## [Excerpted records]
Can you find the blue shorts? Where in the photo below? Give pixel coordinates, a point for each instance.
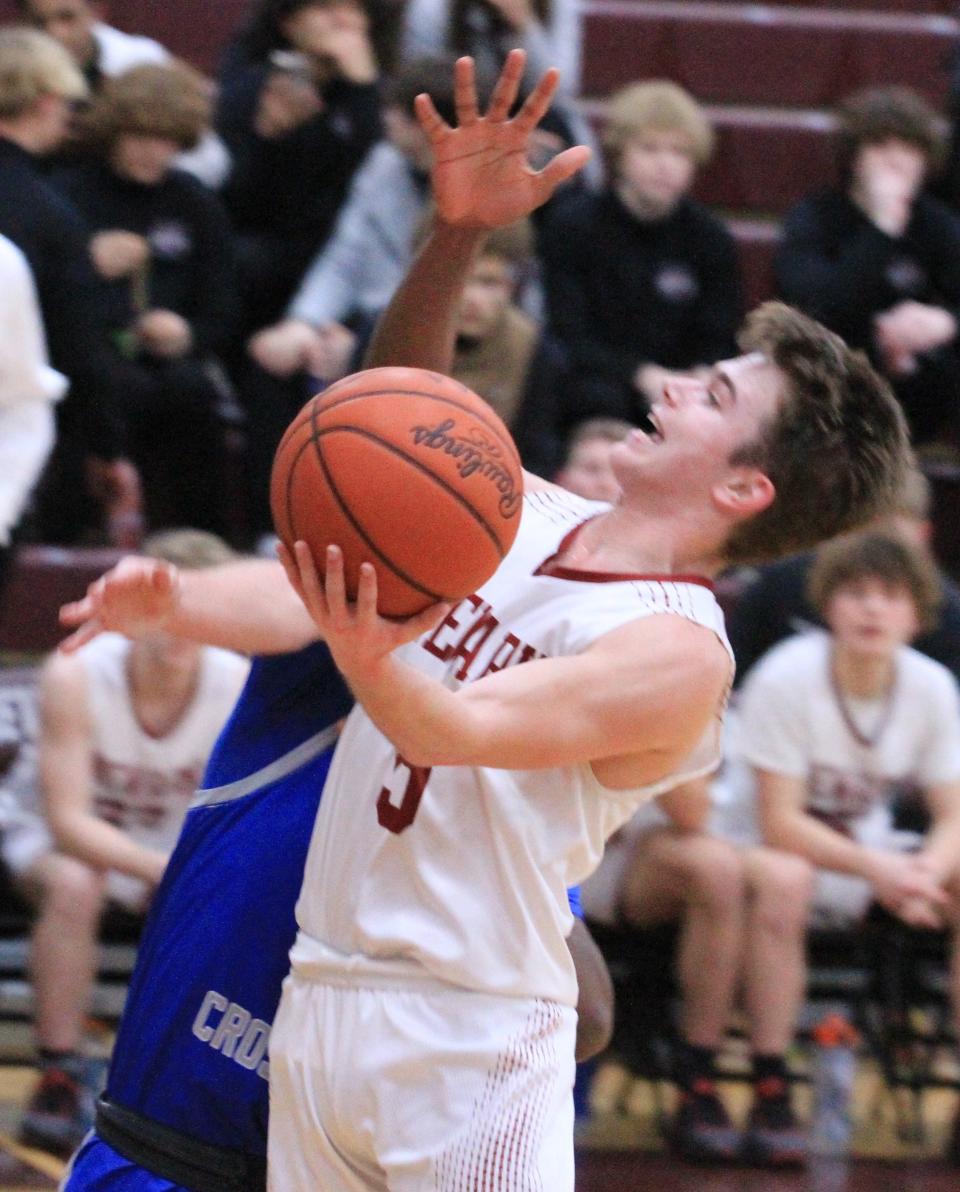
(97, 1167)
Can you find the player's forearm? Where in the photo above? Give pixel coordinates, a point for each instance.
(248, 607)
(941, 848)
(417, 329)
(104, 846)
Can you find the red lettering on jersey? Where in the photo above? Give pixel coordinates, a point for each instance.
(472, 641)
(434, 644)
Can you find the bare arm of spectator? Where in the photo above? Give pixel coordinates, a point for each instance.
(66, 774)
(246, 606)
(941, 849)
(688, 805)
(897, 879)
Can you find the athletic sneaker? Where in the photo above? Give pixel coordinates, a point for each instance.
(773, 1137)
(701, 1130)
(59, 1113)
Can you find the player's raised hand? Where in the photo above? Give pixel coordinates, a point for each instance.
(357, 634)
(136, 597)
(481, 174)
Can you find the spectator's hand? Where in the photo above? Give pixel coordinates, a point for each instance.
(481, 175)
(885, 185)
(342, 43)
(908, 330)
(284, 348)
(136, 597)
(329, 357)
(286, 101)
(117, 254)
(165, 334)
(906, 885)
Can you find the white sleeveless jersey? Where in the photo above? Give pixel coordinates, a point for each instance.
(457, 874)
(142, 783)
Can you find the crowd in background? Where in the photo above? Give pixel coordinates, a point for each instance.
(185, 260)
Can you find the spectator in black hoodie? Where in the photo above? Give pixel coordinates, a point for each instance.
(642, 279)
(298, 110)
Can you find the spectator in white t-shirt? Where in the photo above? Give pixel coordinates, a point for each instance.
(838, 726)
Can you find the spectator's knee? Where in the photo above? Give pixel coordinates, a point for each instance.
(72, 891)
(782, 888)
(716, 871)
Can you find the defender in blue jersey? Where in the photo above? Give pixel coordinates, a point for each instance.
(186, 1103)
(186, 1099)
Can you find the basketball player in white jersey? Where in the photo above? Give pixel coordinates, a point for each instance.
(124, 732)
(425, 1038)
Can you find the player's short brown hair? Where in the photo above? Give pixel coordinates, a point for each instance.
(872, 554)
(887, 113)
(837, 448)
(660, 106)
(167, 99)
(31, 66)
(192, 550)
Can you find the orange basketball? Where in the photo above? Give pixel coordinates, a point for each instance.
(407, 470)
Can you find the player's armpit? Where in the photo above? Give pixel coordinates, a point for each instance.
(637, 701)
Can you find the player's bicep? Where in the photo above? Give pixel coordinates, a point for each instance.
(781, 798)
(646, 688)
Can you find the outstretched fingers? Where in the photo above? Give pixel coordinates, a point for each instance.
(507, 86)
(537, 104)
(429, 119)
(558, 169)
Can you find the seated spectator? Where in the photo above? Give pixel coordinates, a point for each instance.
(351, 280)
(29, 387)
(642, 279)
(162, 246)
(547, 30)
(125, 730)
(299, 110)
(775, 603)
(741, 914)
(838, 725)
(587, 467)
(502, 354)
(38, 81)
(103, 53)
(878, 260)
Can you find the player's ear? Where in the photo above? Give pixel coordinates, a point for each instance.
(744, 492)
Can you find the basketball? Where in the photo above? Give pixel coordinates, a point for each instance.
(407, 470)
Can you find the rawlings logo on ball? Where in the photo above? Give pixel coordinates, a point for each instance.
(474, 453)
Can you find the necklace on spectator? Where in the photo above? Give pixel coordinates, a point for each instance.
(866, 739)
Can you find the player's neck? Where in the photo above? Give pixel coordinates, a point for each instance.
(625, 541)
(862, 676)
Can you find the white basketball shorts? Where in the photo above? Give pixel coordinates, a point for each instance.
(419, 1090)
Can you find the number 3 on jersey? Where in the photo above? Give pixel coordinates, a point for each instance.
(398, 817)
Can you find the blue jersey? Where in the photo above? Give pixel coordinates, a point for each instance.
(191, 1049)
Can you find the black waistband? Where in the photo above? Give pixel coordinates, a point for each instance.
(175, 1156)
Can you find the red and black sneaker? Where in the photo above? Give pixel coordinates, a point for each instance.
(57, 1116)
(701, 1130)
(773, 1137)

## [Set task]
Rewrite the lines starting with the one that contains "Can you find the blue jersey?" and running through the last line, keeping that line and every request unchanged, and increase each coordinate in the answers by 150.

## [Completed task]
Can you find the blue jersey? Where in the photo above? Give pixel coordinates, a point for each instance.
(341, 1199)
Can you find the black waistband? Where in the photo above? Give pixel coordinates, a point for each instance.
(325, 1306)
Can you find the red and black sneaker? Where in the photo above? Give pixel coordinates, a point for each instance.
(207, 1266)
(851, 1280)
(923, 1287)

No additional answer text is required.